Excerpt from a data file:
****************************************

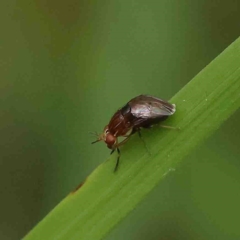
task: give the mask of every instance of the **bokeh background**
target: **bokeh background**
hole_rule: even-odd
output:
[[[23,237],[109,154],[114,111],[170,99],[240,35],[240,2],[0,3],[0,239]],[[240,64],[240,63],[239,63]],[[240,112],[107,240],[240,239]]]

****************************************

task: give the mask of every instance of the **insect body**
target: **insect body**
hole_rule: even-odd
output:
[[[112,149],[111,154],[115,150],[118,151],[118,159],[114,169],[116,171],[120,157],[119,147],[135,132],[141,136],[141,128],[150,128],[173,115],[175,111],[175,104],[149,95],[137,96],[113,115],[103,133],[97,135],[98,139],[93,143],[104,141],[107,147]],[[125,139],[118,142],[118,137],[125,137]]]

****************************************

Return each line of the records that contains the string "background", copied in full.

**Response to the exercise:**
task: give the mask of every instance of the **bokeh background**
target: **bokeh background**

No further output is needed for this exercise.